-- Text start --
All of this will be sought as the orchestra does its usual stumping for the annual fund.

"We still have an awful lot of money to raise," said Worley, who has, with his wife, given $5 million to the recovery effort. "It's been a long struggle, it's not over, but we're still standing and we're still playing, and Philadelphia is increasingly responding to us, and I couldn't be more encouraged."

Even before the orchestra filed for Chapter 11 bankruptcy on April 16, Worley said the city was "in grave danger of losing this orchestra."

Asked whether that danger still exists, he said:

"We have a lot of work to do to keep it. We are dedicated to keeping the Philadelphia Orchestra, not just some group of musicians, on our stage."

The musicians themselves are in the process of determining that outcome. Several prominent titled players - clarinetist Ricardo Morales, trumpeter David Bilger, and cellist Efe Baltacigil - already have accepted positions elsewhere, and another wave of departures is on the way.

Principal trombonist Nitzan Haroz has won an audition with the Los Angeles Philharmonic. He declined to comment because, he wrote in an e-mail, "the details regarding the LA position are still being worked out."

Jonathan Chu, a section violist who joined the orchestra in 2009, has accepted the same position with the Boston Symphony Orchestra.

Others are said to be taking auditions or considering teaching positions.

Not every player is citing deep concessions in the new labor contract as a reason for leaving, but some are.
-- Text end --
Brief. In the orchestra article, which ensemble has violist Jonathan Chu accepted a position with?
-- Extracted data start --
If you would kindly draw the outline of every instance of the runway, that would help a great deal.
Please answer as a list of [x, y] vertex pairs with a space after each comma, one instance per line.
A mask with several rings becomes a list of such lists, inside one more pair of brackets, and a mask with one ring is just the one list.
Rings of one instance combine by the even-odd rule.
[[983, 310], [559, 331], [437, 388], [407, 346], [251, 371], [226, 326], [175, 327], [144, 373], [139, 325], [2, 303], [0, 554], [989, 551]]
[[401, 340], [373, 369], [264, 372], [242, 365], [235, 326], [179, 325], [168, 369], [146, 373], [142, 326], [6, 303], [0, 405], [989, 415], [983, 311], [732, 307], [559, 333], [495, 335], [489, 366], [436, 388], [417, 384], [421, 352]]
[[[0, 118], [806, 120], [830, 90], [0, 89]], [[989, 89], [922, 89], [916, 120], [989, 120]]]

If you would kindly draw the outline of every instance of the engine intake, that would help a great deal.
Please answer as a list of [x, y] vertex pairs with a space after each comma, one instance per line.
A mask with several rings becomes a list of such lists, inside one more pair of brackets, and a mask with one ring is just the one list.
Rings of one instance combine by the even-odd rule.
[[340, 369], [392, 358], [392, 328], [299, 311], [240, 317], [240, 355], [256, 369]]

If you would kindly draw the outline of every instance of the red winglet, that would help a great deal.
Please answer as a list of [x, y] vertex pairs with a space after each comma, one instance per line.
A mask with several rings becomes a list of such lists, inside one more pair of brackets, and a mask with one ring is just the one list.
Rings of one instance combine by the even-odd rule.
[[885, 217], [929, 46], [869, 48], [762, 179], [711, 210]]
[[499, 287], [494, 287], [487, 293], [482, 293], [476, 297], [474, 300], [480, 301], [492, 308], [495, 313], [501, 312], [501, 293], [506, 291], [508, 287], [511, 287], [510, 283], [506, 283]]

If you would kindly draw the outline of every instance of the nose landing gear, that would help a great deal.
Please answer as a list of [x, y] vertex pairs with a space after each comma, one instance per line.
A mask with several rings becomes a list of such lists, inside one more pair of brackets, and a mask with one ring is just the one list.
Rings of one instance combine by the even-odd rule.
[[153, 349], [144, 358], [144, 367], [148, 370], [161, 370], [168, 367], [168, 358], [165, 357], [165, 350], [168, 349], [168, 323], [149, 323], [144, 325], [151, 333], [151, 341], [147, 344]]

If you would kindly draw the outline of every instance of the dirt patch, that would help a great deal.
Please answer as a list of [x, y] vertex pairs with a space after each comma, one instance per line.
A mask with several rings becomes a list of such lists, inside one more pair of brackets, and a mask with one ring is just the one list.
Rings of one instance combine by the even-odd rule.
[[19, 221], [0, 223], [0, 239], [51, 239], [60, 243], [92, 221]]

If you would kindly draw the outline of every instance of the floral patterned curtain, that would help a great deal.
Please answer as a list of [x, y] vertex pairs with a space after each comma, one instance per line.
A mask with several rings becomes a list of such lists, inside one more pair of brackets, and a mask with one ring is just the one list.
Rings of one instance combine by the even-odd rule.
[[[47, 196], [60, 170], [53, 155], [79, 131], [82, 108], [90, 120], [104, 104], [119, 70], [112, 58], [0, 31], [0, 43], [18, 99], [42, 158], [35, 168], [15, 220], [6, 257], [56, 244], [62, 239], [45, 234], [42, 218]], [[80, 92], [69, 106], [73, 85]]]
-- Extracted data end --
In response. The Boston Symphony Orchestra.